● **Text provided**:
N.F.L., on Lookout for Growth, Finds Open Arms in Germany

N.F.L., on Lookout for Growth, Finds Open Arms in Germany

About 60 hardcore fans of the National Football League piled into the party space at Der Player, a fancy eatery, on a chilly evening in Hamburg, Germany, last month. Wearing jerseys and hoodies of teams like the Chicago Bears, the Kansas City Chiefs and the Las Vegas Raiders, they grabbed seats to watch a taping of “Prime Time Football Live,” which attracts thousands of viewers on YouTube.

At 7 p.m., Patrick Esume, a former coach and now the commissioner of the semipro European League of Football, warmed up the audience before leading them in a countdown: “Drei, zwei, eins, Football Bromance!” He then introduced his panelists: the former coach Andreas Nommensen; Mika Kaul, a television commentator; and Kasim Edebali, who played six seasons in the N.F.L.

● **Source data**:
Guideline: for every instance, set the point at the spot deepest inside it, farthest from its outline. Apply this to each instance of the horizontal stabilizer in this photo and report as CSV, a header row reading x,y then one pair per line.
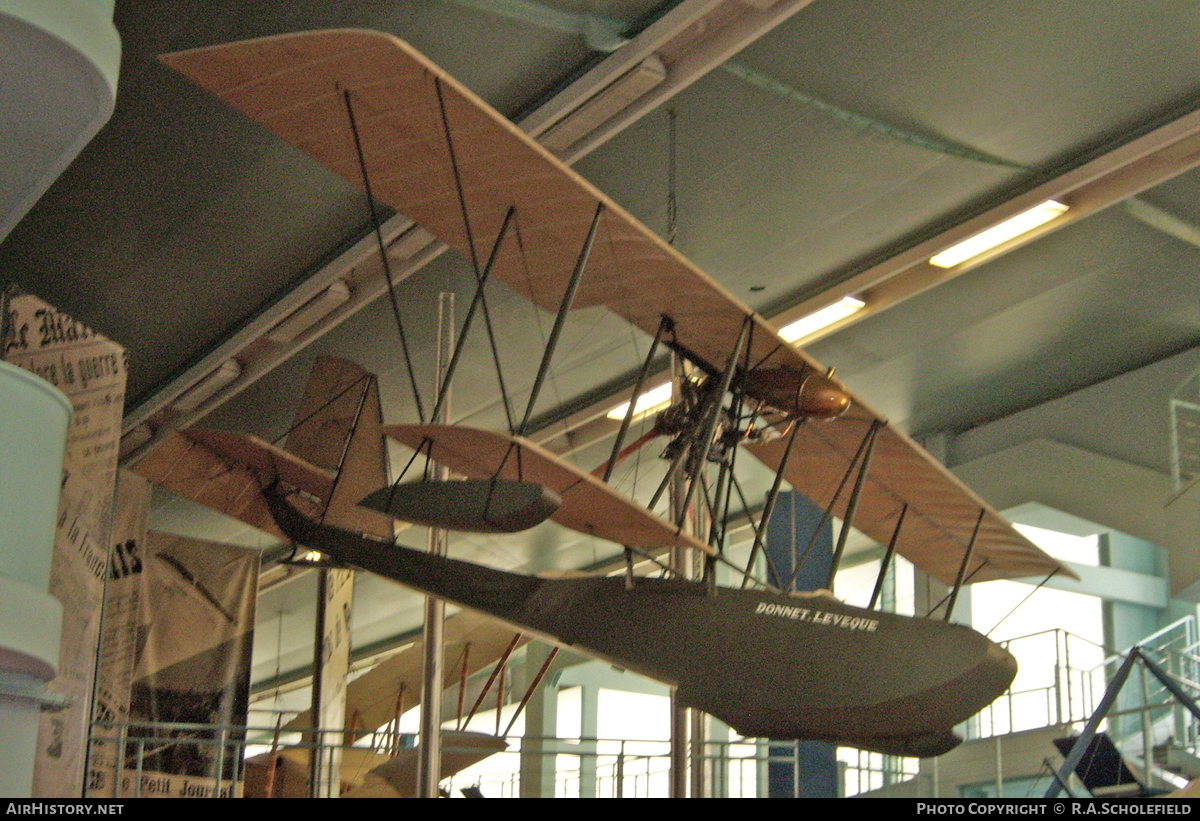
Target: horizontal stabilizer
x,y
477,505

● **Work to complete**: Name every panelist Patrick Esume introduces in the article about the N.F.L. in Germany, with the description given for each. Rely only on the article about the N.F.L. in Germany, not on the data.

● **Exercise output**:
- Andreas Nommensen, a former coach
- Mika Kaul, a television commentator
- Kasim Edebali, who played six seasons in the N.F.L.